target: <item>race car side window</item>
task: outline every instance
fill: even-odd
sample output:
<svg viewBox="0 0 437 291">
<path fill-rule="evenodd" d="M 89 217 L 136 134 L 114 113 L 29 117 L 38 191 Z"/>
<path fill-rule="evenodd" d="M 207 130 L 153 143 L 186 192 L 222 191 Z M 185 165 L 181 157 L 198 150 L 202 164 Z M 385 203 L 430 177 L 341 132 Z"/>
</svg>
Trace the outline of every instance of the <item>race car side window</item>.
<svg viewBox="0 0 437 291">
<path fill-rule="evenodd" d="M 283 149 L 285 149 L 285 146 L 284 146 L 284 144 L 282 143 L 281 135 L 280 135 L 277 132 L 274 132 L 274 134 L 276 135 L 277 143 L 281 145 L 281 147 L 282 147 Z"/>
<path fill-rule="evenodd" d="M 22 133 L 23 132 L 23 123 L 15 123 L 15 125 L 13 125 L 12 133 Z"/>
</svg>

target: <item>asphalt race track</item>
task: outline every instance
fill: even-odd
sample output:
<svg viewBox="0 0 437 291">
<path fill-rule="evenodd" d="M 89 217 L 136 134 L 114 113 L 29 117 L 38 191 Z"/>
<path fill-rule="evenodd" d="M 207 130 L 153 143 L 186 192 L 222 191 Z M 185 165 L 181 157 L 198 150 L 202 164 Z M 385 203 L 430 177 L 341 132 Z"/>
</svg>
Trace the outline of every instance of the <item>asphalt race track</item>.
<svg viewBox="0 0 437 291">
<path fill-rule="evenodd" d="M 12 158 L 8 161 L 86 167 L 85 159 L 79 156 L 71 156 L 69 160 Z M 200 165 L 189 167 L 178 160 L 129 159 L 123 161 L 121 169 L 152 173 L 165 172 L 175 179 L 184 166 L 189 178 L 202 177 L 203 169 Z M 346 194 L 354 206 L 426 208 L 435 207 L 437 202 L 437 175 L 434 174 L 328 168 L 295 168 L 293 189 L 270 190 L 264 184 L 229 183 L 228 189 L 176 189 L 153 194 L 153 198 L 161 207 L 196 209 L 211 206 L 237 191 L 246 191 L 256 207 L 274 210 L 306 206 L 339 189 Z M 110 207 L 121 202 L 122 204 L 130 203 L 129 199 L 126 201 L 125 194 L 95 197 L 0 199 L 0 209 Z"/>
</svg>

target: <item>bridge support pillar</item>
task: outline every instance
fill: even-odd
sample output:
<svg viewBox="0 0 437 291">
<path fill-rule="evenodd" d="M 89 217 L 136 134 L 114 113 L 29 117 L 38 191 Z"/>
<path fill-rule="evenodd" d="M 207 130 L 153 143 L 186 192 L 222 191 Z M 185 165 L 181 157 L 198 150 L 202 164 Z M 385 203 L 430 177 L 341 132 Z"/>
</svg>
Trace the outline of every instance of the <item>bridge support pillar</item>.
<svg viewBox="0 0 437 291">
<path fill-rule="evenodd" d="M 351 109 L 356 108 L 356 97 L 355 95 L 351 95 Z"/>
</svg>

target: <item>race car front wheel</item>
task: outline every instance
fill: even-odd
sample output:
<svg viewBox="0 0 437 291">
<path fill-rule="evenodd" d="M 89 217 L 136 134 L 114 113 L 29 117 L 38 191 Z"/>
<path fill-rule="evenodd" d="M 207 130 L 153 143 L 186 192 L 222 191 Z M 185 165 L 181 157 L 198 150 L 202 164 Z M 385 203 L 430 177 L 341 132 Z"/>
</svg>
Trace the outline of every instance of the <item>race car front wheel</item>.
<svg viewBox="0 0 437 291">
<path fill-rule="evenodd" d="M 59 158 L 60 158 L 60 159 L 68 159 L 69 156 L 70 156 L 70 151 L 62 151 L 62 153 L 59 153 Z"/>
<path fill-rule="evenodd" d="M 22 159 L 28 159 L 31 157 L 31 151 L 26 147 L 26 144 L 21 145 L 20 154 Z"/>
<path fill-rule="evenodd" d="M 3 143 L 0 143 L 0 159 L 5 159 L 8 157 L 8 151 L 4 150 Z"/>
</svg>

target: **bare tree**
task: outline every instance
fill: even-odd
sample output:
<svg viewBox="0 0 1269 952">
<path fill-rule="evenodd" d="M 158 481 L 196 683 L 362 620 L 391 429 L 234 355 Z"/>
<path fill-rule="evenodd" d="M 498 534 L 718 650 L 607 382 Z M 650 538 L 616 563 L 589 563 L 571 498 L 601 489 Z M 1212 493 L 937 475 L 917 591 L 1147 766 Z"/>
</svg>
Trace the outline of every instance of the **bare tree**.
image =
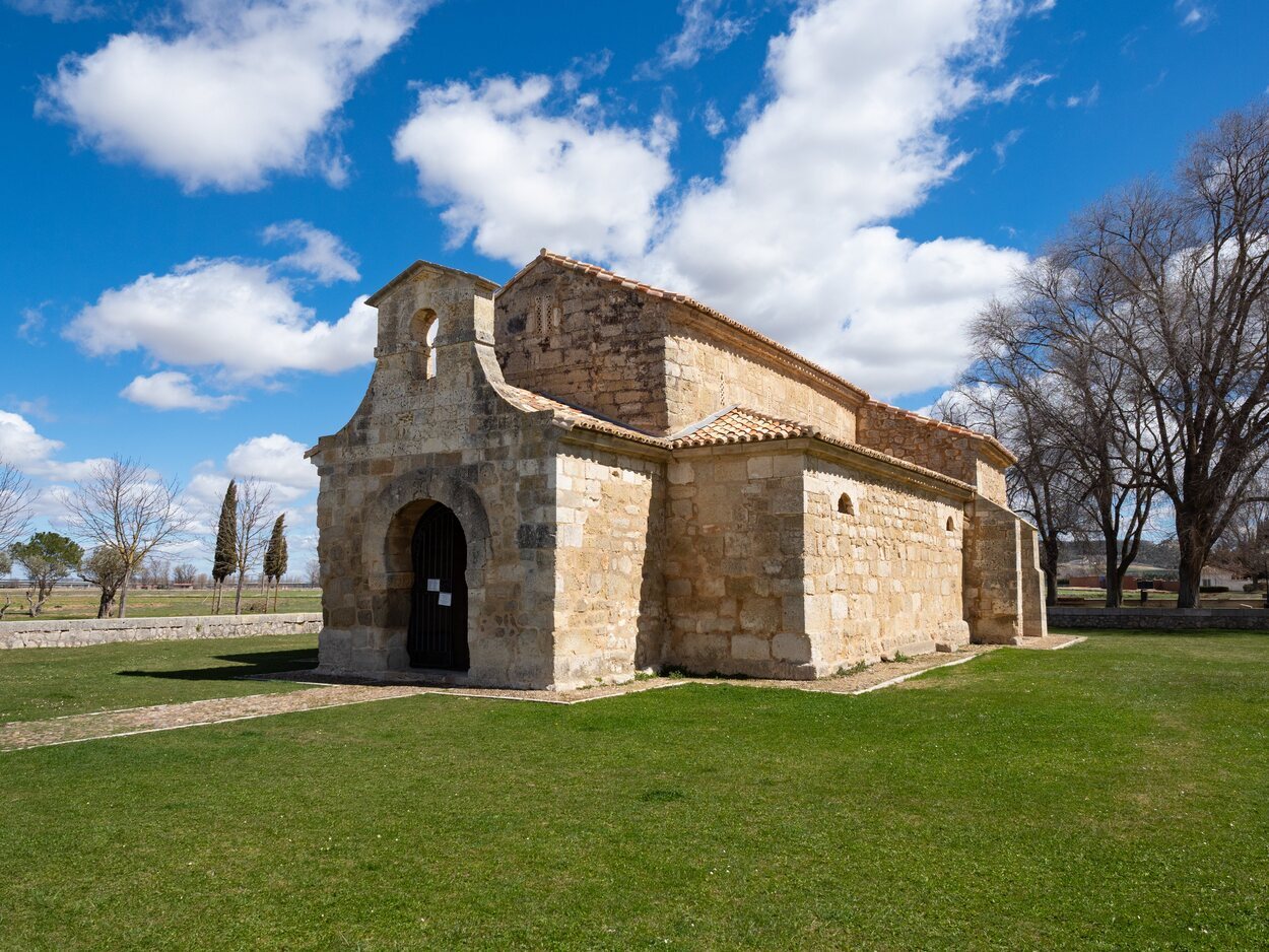
<svg viewBox="0 0 1269 952">
<path fill-rule="evenodd" d="M 1137 184 L 1077 216 L 1015 292 L 996 341 L 1070 383 L 1108 583 L 1162 494 L 1178 605 L 1195 607 L 1213 545 L 1269 462 L 1269 105 L 1197 138 L 1175 185 Z"/>
<path fill-rule="evenodd" d="M 233 545 L 233 565 L 237 588 L 233 592 L 233 614 L 242 612 L 242 583 L 247 571 L 264 555 L 269 543 L 268 527 L 273 522 L 269 512 L 270 490 L 254 479 L 237 484 L 237 537 Z"/>
<path fill-rule="evenodd" d="M 0 550 L 8 551 L 27 534 L 36 498 L 30 480 L 11 463 L 0 461 Z"/>
<path fill-rule="evenodd" d="M 175 480 L 161 482 L 141 463 L 122 457 L 95 463 L 67 496 L 76 532 L 98 547 L 113 548 L 123 564 L 119 618 L 127 617 L 132 576 L 151 553 L 178 541 L 189 526 L 179 496 Z"/>
<path fill-rule="evenodd" d="M 79 569 L 84 550 L 74 539 L 56 532 L 37 532 L 13 547 L 13 557 L 27 570 L 27 603 L 34 618 L 44 607 L 53 586 Z"/>
<path fill-rule="evenodd" d="M 1251 501 L 1230 519 L 1212 550 L 1212 565 L 1254 583 L 1265 583 L 1269 608 L 1269 473 L 1256 479 Z"/>
<path fill-rule="evenodd" d="M 1081 216 L 1057 259 L 1098 274 L 1096 317 L 1146 397 L 1152 479 L 1173 504 L 1178 605 L 1269 461 L 1269 105 L 1194 140 L 1175 188 Z"/>
<path fill-rule="evenodd" d="M 80 578 L 96 585 L 100 598 L 96 604 L 96 617 L 109 618 L 114 608 L 114 597 L 127 578 L 127 567 L 117 550 L 110 546 L 98 546 L 80 565 Z"/>
</svg>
######
§ 给定要求
从记录开头起，到含有"283 149 L 285"的那一行为止（两头都算），把这几行里的"even-odd"更新为"nonzero"，其余不动，再写一遍这几行。

§ 完整答案
target: <item>race car side window</item>
task: outline every instance
fill: nonzero
sample output:
<svg viewBox="0 0 437 291">
<path fill-rule="evenodd" d="M 89 217 L 136 134 L 114 113 L 29 117 L 38 191 Z"/>
<path fill-rule="evenodd" d="M 207 130 L 153 143 L 186 192 L 222 191 Z M 185 165 L 181 157 L 198 150 L 202 164 Z M 385 203 L 430 177 L 341 132 Z"/>
</svg>
Trace the outline of every instance of the <item>race car side window</item>.
<svg viewBox="0 0 437 291">
<path fill-rule="evenodd" d="M 283 149 L 285 149 L 285 146 L 284 146 L 284 144 L 282 143 L 281 135 L 280 135 L 277 132 L 274 132 L 274 134 L 276 135 L 277 143 L 281 145 L 281 147 L 282 147 Z"/>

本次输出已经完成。